▶ Task A
According to the marriage thread, how many times has the last poster been married?
▶ Task B
Copy the passage of the marriage thread from "I will get married" to "least for men)".

▶ Page
======

Half of marriages end in divorce, not most. If you dont want to get married thats fine. Was someone trying to convince you otherwise? Its like you are posting this thread for yourself. lol. Do you have a nagging grandmother or something?
 
Half of marriages end in divorce, not most. If you dont want to get married thats fine. Was someone trying to convince you otherwise? Its like you are posting this thread for yourself. lol. Do you have a nagging grandmother or something?

I will get married when i find the right person. but i wont get married to just get married like half the population then get divorced
 
Funny thread, I had no idea nomarriage.com was a real site.

I've stated my views on marriage before, it doesn't make a lot of sense financially (at least for men)

But, at the same time we're all conditioned by society to want to get married, almost as if it's an achievement or something, like owning a house, having children, making your first million etc (I don't think marriage should be rated as highly as these, but there's no question that it is).

I'm thinking that when (if) the time comes then I might have the wedding etc but skip the registry office part, I mean, marriage is supposed to be religious anyway, no need for contracts and signatures etc.
 
Look, I've been married twice, first one was a bust, second one a blessing. You kind of get used to being married. If you don't get into the habit when you're younger you don't miss it as you get older, but if you've been married from a young age, it's something you miss.

======

▶ Extracted records
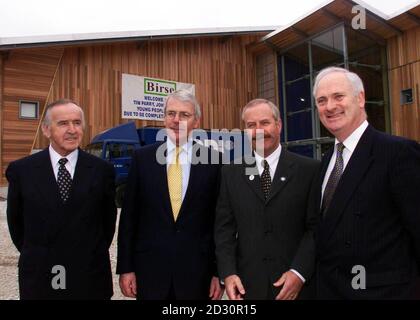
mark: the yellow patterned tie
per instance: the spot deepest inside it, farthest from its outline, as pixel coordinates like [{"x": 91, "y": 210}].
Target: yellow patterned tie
[{"x": 175, "y": 184}]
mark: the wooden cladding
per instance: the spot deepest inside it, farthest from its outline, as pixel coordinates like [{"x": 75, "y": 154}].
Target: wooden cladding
[
  {"x": 404, "y": 73},
  {"x": 27, "y": 75},
  {"x": 221, "y": 68}
]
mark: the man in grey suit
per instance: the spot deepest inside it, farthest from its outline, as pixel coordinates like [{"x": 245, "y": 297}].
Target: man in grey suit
[{"x": 264, "y": 240}]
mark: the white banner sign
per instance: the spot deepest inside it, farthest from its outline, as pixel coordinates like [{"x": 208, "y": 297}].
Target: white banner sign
[{"x": 144, "y": 98}]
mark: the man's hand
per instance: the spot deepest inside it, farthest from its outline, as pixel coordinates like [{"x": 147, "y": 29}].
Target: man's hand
[
  {"x": 234, "y": 288},
  {"x": 128, "y": 284},
  {"x": 216, "y": 290},
  {"x": 292, "y": 285}
]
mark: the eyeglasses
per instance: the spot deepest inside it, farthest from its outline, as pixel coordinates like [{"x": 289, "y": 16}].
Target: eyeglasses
[{"x": 182, "y": 115}]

======

▶ Result A
Twice.

▶ Result B
I will get married when i find the right person. but i wont get married to just get married like half the population then get divorced
 
Funny thread, I had no idea nomarriage.com was a real site.

I've stated my views on marriage before, it doesn't make a lot of sense financially (at least for men)